EXERCISE OBJECTIVE: Rewrite the records from the line with "In this photo, point at the calm" through the end of the records, swapping "water" for "lake" and leaving everything else unchanged.

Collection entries

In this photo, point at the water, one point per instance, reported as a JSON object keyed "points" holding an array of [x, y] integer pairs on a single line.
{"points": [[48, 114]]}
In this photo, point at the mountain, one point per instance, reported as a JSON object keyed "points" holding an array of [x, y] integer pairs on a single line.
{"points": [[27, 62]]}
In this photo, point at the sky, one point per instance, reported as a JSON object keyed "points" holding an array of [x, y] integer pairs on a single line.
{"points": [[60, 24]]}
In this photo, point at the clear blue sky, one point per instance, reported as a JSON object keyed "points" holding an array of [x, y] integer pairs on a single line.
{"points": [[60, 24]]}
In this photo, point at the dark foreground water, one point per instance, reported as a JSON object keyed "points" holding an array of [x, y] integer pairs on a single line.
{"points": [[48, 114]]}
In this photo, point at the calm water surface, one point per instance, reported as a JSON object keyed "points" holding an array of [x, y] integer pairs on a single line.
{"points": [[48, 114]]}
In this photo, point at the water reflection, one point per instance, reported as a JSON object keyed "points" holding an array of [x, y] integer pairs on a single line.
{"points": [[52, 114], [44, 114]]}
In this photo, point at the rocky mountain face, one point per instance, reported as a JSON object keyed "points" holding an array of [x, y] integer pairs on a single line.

WORKED SOLUTION:
In this photo, point at the calm lake surface, one point per instance, reported as a JSON object keyed "points" holding an array of [x, y] integer pairs on a single line.
{"points": [[48, 114]]}
In this photo, point at the lake reflection, one point per instance, reported as a JSON object keyed "points" holding an array of [x, y] integer pairs on a single line.
{"points": [[52, 114], [44, 114]]}
In this photo, point at the rocky mountain face, one point per instance, reported as a JSON object keyed "points" holding an array of [x, y] integer pairs on a single line.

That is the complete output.